= Prompt =
What comes next in the court opinion on Reynolds's conspiracy suit below? Write the continuation, starting right after its last paragraph.

= Excerpt provided =
Opinion
1:22 CV 1642
12-07-2022
MEMORANDUM OF OPINION AND ORDER
PATRICIA A. GAUGHAN, CHIEF JUDGE, DISTRICT JUDGE
INTRODUCTION
Pro se Plaintiff Erin M. Reynolds filed this action against Lyndhurst Municipal Court Judge Dominic J. Coletta, Lyndhurst Municipal Court Clerk Janet R. Colaluca, and Attorney Anthony J. Huspaska. Reynolds challenges the result of a case brought against her in the Lyndhurst Municipal Court by Citibank. The only discernable legal claim in the Complaint is one of conspiracy. She seeks $1,343,366.74 in damages. Coletta and Colaluca filed a Joint Motion to Dismiss. (Doc. No. 5). Reynolds filed a Motion for Summary Judgment. (Doc. No. 9). For the reasons stated below, the Motion to Dismiss is granted, the Motion for Summary Judgment is denied, and this action is dismissed.
BACKGROUND
Reynolds's Complaint is very brief and contains no facts. It states:
1. The Tortfeasors intentionally conspired to move a false complaint against me.
2. The Tortfeasors admit to such conspiracy - see Exhibits A, B, and C as attachments.
3. I now have damage worth $ 1,343,366.74 United States dollars (at this time) because of the Tortfeasors' act of such conspiracy.(Doc. No. 1 at 2). The Exhibits to which Reynolds refers are documents she created and purportedly sent to Coletta, Colaluca, and Huspaska demanding that they produce an original contract with Citibank that contains her ink signature within 72 hours or she would construe their silence as an admission of guilt to conspiracy to “move a false complaint.” (Doc. 1-1). She provides no factual allegations and no explanation of her conspiracy claim.
All of the factual information in this case comes from Coletta and Colaluca's Motion to Dismiss. (Doc. No. 5). They allege that Attorney Huspaska filed a Complaint on behalf of Citibank against Reynolds in the Lyndhurst Municipal Court on March 22, 2022, to collect a debt. Colaluca is the Clerk of Court for the Lyndhurst Municipal Court. Coletta is the Municipal Court Judge who presided over her case. Citibank filed a Motion for Summary Judgment on June 29, 2022. While that motion was pending, Reynolds sent Coletta, Colaluca, and Huspaska the self-created documents described above. One week later, on August 16, 2022, Judge Coletta granted Citibank's Motion for Summary Judgment and entered a judgment against Reynolds for $ 9,169.74 plus costs.

= Supplied entries =
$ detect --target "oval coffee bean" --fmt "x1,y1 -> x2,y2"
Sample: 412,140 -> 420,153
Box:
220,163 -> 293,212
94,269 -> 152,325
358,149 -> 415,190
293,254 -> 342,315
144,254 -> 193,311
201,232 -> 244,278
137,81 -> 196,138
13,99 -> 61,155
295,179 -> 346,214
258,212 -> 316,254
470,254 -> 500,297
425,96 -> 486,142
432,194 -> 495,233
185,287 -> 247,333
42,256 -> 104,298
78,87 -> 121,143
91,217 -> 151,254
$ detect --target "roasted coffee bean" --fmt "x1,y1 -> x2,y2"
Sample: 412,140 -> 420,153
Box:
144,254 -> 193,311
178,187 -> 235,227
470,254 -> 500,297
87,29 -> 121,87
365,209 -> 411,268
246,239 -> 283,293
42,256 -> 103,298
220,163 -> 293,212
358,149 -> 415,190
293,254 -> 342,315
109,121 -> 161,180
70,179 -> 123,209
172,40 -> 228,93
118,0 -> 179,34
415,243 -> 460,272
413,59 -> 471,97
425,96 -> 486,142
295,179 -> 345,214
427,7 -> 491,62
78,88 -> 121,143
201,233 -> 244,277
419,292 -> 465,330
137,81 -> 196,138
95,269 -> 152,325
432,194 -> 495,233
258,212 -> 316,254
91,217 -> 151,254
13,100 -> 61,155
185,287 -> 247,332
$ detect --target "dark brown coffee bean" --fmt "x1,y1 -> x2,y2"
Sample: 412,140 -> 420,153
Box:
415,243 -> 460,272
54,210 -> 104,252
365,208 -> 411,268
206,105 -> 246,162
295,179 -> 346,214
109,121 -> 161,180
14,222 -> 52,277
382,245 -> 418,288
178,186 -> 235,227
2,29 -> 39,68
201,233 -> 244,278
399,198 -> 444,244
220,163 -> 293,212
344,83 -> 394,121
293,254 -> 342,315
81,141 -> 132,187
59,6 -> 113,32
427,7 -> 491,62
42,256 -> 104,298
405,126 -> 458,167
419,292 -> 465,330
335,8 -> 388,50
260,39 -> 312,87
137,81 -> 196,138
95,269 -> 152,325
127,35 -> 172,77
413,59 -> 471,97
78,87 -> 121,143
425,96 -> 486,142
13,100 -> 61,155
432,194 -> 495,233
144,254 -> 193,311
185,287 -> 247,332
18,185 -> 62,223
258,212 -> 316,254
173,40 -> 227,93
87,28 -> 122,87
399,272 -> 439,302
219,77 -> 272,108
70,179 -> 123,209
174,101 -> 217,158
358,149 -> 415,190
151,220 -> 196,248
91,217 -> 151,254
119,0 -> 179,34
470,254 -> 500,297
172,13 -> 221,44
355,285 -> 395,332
--
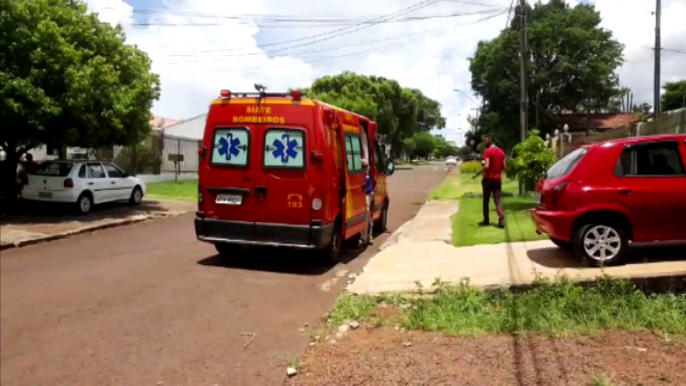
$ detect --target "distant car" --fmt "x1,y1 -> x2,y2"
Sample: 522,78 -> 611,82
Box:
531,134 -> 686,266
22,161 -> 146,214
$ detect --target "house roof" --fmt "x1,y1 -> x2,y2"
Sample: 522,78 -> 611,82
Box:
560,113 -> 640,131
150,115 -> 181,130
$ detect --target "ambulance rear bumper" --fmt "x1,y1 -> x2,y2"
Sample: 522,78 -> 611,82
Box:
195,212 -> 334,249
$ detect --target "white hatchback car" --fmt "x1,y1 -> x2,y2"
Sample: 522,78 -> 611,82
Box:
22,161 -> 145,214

= The result =
Coletta and Colaluca filed a joint Motion to Dismiss this action asserting that this Court lacks subject matter jurisdiction over this case. They assert that in order to decide Reynold's fraud claim, the Court would necessarily have to review the underlying state court judgment. They contend this type of review by a District Court is barred by the Rooker-Feldman doctrine.
They also claim they are absolutely immune from suits for damages for actions performed in completion of their respective official duties as Judge and Clerk of Court, and are similarly immune from damages under Ohio Revised Code § 2744.02-.03. In addition, they assert that Reynolds's Complaint is composed entirely of legal conclusions and fails to state a claim upon which relief may be granted. Finally, they contend Reynolds did not properly serve them with the Complaint in this action.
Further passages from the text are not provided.